▶ **Named-object pointing records**
=-=-=-=-=

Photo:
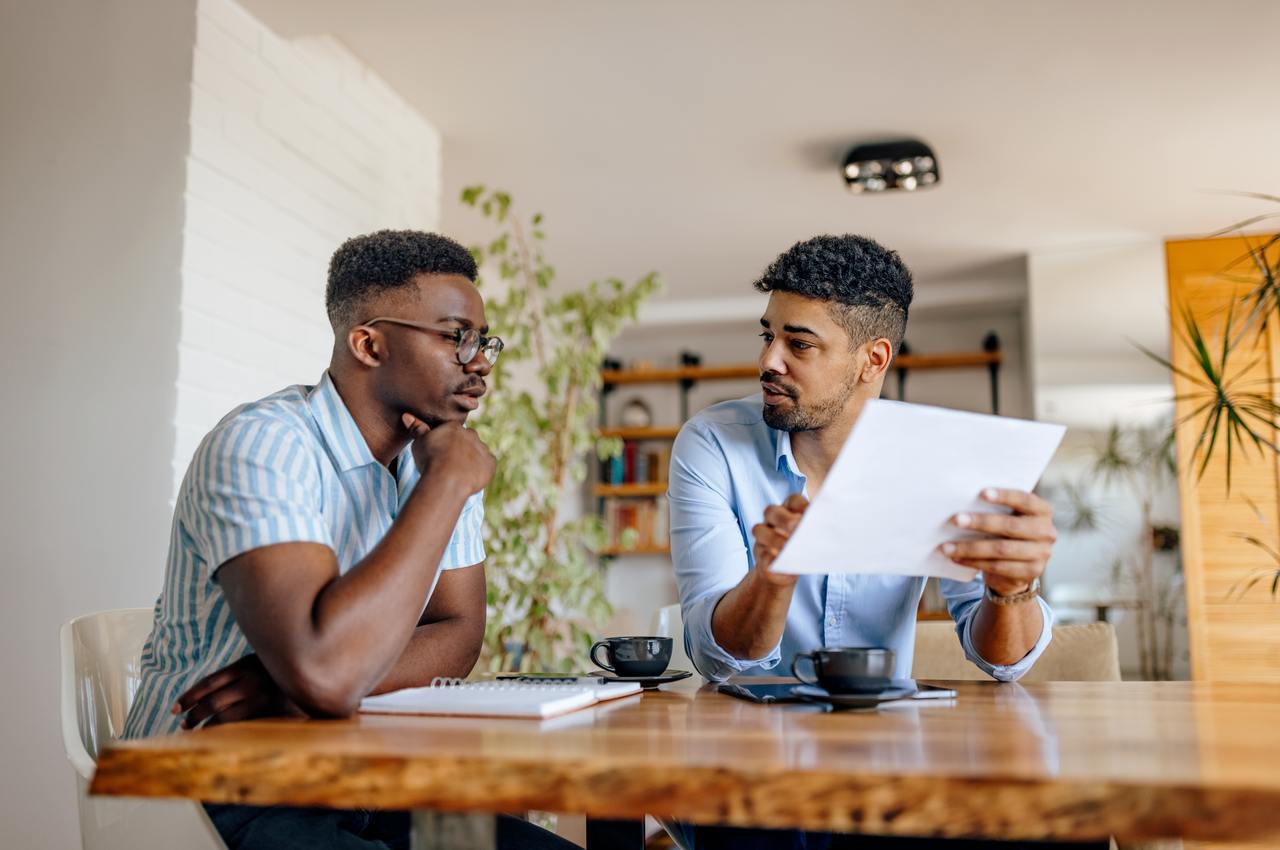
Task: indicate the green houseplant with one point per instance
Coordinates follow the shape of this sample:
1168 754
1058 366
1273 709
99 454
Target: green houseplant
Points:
545 592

=-=-=-=-=

▶ **What the exercise asks**
Return each line of every row above word for word, omitting the pictures.

▶ **Finished task**
Photo:
Task: indicate the green houseplant with one point per instance
Coordinates follow the shape of this sample:
1168 754
1058 366
1273 709
99 454
Target: green houseplant
Points:
545 592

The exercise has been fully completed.